◆ **The task**
Continue the email thread about enlarging the guest device tree buffer, starting right after its last line.

◆ **Extract to read**

=-=-=-=-=

On 03.12.25 15:36, Oleksii Kurochko wrote:


> [You don't often get email from [email protected]. Learn why 
> this is important at https://aka.ms/LearnAboutSenderIdentification ]
> 
> Hello Oleksandr,

Hello Oleksii

> 
> On 12/3/25 12:03 PM, Oleksandr Tyshchenko wrote:
>> On 02.12.25 23:33, Grygorii Strashko wrote:
>>>
>>> On 02.12.25 21:32, Oleksandr Tyshchenko wrote:
>>>> Creating a guest with a high vCPU count (e.g., >32) fails because
>>>> the guest's device tree buffer (DOMU_DTB_SIZE) overflows during 
>>>> creation.
>>>> The FDT nodes for each vCPU quickly exhaust the 4KiB buffer,
>>>> causing a guest creation failure.
>>>>
>>>> Increase the buffer size to 16KiB to support guests up to
>>>> the MAX_VIRT_CPUS limit (128).
>>>>
>>>> Signed-off-by: Oleksandr Tyshchenko <[email protected]>
>>>> ---
>>>> Noticed when testing the boundary conditions for dom0less guest
>>>> creation on Arm64.

=-=-=-=-=

◆ **Record excerpts**
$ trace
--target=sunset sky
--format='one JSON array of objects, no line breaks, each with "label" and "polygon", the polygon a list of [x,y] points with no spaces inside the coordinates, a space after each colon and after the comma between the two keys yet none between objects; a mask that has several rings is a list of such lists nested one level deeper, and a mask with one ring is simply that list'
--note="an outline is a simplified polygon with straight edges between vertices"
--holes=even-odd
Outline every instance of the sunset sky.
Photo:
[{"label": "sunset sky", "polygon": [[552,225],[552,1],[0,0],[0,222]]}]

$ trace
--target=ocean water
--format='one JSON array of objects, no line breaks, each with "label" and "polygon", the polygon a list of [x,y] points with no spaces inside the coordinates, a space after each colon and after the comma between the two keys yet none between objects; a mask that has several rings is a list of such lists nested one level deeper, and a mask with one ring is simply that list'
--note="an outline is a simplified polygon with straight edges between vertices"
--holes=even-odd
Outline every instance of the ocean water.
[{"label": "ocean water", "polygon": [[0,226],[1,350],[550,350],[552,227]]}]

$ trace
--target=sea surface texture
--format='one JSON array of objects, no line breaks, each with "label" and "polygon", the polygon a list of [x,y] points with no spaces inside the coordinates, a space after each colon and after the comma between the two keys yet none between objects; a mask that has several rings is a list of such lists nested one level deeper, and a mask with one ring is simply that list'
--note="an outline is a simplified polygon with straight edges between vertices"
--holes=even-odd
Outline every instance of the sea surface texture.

=-=-=-=-=

◆ **Output**
>>>>
>>>> Domain configuration:
>>>> fdt mknod /chosen domU0
>>>> fdt set /chosen/domU0 compatible "xen,domain"
>>>> fdt set /chosen/domU0 \#address-cells <0x2>
>>>> fdt set /chosen/domU0 \#size-cells <0x2>
>>>> fdt set /chosen/domU0 memory <0x0 0x10000 >
>>>> fdt set /chosen/domU0 cpus <33>
>>>> fdt set /chosen/domU0 vpl011
>>>> fdt mknod /chosen/domU0 module@40400000
>>>> fdt set /chosen/domU0/module@40400000 compatible  "multiboot,kernel"
>>>> "multiboot,module"
>>>> fdt set /chosen/domU0/module@40400000 reg <0x0 0x40400000 0x0 0x16000 >
>>>> fdt set /chosen/domU0/module@40400000 bootargs "console=ttyAMA0"
>>>>
>>>> Failure log:
>>>> (XEN) Xen dom0less mode detected
>>>> (XEN) *** LOADING DOMU cpus=33 memory=0x10000KB ***
>>>> (XEN) Loading d1 kernel from boot module @ 0000000040400000
>>>> (XEN) Allocating mappings totalling 64MB for d1:
>>>> (XEN) d1 BANK[0] 0x00000040000000-0x00000044000000 (64MB)
>>>> (XEN) Device tree generation failed (-22).
>>>> (XEN)
>>>> (XEN) ****************************************
>>>> (XEN) Panic on CPU 0:
>>>> (XEN) Could not set up domain domU0 (rc = -22)
>>>> (XEN) ****************************************
>>>> ---
>>>> ---
>>>>    xen/common/device-tree/dom0less-build.c | 8 +++++---
>>>>    1 file changed, 5 insertions(+), 3 deletions(-)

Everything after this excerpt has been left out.